- Available records:

====================

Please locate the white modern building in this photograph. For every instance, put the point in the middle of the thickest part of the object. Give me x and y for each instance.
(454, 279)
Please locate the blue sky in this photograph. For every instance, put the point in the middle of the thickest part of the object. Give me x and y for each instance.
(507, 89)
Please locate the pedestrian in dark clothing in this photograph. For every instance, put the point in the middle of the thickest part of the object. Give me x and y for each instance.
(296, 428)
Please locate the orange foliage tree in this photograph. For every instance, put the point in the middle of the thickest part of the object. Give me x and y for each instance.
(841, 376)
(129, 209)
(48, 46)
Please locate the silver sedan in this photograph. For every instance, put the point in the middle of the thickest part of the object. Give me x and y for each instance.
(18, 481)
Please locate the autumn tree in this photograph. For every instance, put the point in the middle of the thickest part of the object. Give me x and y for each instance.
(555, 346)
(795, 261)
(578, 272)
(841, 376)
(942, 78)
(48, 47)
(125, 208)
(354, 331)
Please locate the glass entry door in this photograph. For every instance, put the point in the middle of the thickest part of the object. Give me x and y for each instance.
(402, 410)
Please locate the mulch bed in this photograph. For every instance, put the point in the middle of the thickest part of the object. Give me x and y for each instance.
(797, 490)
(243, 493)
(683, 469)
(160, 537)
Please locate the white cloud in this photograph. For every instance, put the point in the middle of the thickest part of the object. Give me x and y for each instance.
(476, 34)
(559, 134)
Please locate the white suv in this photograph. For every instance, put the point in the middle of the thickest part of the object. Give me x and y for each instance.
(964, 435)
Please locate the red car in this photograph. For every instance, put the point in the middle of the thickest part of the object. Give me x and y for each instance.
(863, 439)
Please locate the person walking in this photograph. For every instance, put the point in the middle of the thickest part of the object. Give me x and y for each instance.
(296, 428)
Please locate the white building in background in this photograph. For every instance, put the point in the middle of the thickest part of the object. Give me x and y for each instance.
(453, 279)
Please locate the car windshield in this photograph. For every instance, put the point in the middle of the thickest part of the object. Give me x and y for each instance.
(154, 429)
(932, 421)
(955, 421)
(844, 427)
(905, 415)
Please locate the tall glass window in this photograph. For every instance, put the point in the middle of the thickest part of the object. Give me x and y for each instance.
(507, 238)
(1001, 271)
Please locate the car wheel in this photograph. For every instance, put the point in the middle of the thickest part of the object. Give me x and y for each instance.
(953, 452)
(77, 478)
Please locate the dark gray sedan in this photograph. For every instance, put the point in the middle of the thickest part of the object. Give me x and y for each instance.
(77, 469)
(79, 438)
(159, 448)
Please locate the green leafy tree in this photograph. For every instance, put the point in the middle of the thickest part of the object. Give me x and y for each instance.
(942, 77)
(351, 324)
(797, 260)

====================

- Your objective:
Reproduce the entire listing above line for line, without changing a word.

- Task solution:
Please locate the white modern building in this photograph. For every instance, put the point in the middle of the thickest part of the object. Give me x and y for each instance.
(454, 279)
Please locate the blue sky in this photograph. For every instance, put the point in the middle of the thickest part of the object. Give me x and y for each instance.
(507, 89)
Please locate the pedestrian in dark clothing in this photograph. For every instance, put the point in the middle of the thickest part of the object. Give me x and y for each instance.
(296, 428)
Please locate the orange foliage tree in this photograph. For every instance, put the point in the middle of the thickest part of the object. Give me x and y for each instance.
(841, 376)
(129, 209)
(48, 46)
Please locate the silver sedan in this photograph. For every instance, put the point in the middle of the thickest part of the object. Give me x and y for each instance.
(18, 481)
Please locate the autumn tree in this photograph. For every instance, put the point in the middle of the thickest part of the object. Give me x and y for each instance.
(555, 346)
(795, 261)
(578, 272)
(841, 376)
(942, 78)
(48, 47)
(125, 208)
(354, 331)
Please locate the glass entry door in this photograph. For every instance, put the point in the middle of the thickest part of the object. Give me x and y for each instance.
(402, 410)
Please locate the mulch bed in this photograph. For every instance, put the point in the middle of the thickest part of the object. Give me x and y for each instance.
(797, 490)
(243, 493)
(683, 469)
(160, 537)
Please locate the white cloud in this photograph. For every instance, put the point in the middle of the thickest part of the object. Give me x and y for each instance.
(476, 34)
(559, 134)
Please locate the white suv in this photograph. For every instance, put the point in the middle of the thickest part of the object. Give me x and y for each instance.
(964, 435)
Please locate the red car in this photograph. For every instance, put the point in the middle of the thickest part of the object. Give me x and y for each instance.
(863, 439)
Please locate the person walking in this photograph. For every instance, put the point in the middle of the thickest part of the object. Give me x and y for each instance.
(296, 428)
Please locate the white building in background in this photograph. For every instance, put the point in the middle of the thickest part of the object. Give me x and y for each instance.
(453, 279)
Please locate the car windshield in this photograph. For every instance, put the point in the middle of the thickest part of the object. Give me x and y for each instance.
(154, 429)
(932, 421)
(955, 421)
(844, 427)
(905, 415)
Please locate the tall glass window in this photograph. For every instance, put the point in the middle of the thickest part of the object. Give me x and y for each instance.
(507, 238)
(1001, 271)
Please locate the car wheel in this photograph. For every instance, put the point in the middle of the thickest part of the object. Give me x and y for each instance.
(953, 452)
(77, 478)
Please locate the dark gray sedan in this photograph. For every instance, put the point in the middle of the thickest part of the object. Give me x and y for each instance.
(77, 469)
(79, 438)
(159, 448)
Please locate the green leafy tree in this photograph. For every instance, put the point in the middle of the thickest part of the object. Give me x and y for each instance.
(942, 77)
(351, 324)
(797, 260)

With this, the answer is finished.